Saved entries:
+ + + + +
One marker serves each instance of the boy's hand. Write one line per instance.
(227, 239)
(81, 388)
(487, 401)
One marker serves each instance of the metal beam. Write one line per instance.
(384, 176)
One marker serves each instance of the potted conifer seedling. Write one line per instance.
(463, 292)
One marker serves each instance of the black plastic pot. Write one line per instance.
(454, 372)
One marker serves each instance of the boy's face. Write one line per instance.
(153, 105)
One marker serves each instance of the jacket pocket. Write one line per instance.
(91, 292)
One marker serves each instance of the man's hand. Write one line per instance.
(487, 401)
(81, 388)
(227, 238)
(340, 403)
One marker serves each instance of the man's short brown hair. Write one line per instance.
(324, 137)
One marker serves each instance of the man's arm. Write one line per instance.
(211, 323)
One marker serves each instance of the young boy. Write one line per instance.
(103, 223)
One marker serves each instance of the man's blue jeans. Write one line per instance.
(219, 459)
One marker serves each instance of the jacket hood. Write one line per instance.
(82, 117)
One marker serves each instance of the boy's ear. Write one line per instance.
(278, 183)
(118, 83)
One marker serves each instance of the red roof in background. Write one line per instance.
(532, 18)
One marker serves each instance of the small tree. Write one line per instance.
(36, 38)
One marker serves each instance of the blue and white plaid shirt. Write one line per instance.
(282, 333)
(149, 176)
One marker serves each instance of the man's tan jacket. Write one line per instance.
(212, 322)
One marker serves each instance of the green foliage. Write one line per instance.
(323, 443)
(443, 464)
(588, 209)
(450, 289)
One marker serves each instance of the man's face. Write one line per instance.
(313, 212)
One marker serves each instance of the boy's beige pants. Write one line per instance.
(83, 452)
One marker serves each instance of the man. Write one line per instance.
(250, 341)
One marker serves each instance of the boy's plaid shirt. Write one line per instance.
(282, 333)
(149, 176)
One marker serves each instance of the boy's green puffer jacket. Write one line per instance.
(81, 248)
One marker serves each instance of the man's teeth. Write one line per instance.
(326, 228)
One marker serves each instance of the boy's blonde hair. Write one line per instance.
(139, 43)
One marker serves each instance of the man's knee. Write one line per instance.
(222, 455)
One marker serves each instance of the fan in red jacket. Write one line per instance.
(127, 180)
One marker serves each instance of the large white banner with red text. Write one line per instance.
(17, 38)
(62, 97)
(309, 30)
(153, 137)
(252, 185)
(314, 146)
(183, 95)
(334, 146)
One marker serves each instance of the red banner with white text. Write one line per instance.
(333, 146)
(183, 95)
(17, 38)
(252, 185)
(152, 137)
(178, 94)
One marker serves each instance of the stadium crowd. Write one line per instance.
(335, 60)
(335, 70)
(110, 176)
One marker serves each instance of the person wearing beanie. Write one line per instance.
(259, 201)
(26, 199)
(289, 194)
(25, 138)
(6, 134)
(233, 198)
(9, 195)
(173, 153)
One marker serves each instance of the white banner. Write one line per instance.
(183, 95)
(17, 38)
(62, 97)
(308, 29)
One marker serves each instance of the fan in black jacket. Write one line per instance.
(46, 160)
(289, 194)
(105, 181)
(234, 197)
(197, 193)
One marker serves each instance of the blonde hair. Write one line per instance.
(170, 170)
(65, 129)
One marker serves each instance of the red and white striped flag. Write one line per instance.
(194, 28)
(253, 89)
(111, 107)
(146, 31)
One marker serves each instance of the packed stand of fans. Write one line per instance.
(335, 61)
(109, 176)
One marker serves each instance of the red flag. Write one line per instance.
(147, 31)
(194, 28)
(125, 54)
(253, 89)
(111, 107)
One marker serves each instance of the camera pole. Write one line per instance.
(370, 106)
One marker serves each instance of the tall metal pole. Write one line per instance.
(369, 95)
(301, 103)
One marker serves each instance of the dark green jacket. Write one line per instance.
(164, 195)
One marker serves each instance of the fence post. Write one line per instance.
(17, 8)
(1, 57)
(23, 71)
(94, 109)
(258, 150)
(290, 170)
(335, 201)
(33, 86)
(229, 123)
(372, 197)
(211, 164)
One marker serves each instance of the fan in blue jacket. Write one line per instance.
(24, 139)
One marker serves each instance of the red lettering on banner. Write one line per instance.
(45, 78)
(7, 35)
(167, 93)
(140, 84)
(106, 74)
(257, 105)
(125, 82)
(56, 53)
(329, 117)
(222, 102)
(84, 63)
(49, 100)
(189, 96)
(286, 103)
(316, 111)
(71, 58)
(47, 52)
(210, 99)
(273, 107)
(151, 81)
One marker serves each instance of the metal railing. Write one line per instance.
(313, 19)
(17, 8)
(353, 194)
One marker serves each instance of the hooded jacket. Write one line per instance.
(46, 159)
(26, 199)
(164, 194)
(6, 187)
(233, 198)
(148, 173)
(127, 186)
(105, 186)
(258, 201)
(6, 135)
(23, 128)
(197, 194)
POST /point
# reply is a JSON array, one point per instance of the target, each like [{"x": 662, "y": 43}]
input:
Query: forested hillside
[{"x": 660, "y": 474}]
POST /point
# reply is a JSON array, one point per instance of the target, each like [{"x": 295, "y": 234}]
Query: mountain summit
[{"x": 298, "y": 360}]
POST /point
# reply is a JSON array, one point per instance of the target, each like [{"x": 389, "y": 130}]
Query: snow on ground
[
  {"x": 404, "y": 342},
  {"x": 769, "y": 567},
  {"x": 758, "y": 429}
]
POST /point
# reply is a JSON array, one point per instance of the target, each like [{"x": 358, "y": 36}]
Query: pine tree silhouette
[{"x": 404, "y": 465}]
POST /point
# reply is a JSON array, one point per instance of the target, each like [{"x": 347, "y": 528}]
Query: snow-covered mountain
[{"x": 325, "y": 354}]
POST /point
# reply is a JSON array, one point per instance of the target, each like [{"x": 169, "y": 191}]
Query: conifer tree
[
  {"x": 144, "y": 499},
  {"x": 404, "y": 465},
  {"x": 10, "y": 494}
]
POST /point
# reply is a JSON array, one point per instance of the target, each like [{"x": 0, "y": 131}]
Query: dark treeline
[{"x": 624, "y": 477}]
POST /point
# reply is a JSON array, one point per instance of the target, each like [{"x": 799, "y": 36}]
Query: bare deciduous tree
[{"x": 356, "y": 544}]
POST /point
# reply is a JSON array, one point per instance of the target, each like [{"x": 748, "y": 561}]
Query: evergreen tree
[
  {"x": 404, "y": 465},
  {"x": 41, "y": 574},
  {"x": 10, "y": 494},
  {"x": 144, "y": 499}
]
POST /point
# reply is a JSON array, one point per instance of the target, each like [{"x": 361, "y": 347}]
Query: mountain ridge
+ + + + +
→ Exercise aim: Look through the data and gather every line with the string "array" in it.

→ Response area:
# reply is a JSON array, one point per instance of the target, each like [{"x": 662, "y": 43}]
# reply is a JSON array, one point per instance of the target, each like [{"x": 295, "y": 234}]
# reply is a JSON array, one point per instance of the target, each like [{"x": 389, "y": 130}]
# reply is a JSON array, one point per instance of the target, each like [{"x": 358, "y": 36}]
# reply is a JSON array, one point per instance of the target, each like [{"x": 347, "y": 528}]
# reply is a JSON array, one point per instance of the target, each like [{"x": 169, "y": 191}]
# reply is a JSON array, one point per instance of the target, each like [{"x": 0, "y": 131}]
# reply is a JSON array, one point per instance of the target, each like [{"x": 799, "y": 36}]
# reply is a JSON array, one point per instance of the target, each like [{"x": 748, "y": 561}]
# reply is a JSON array, one point per instance of the target, each like [{"x": 361, "y": 347}]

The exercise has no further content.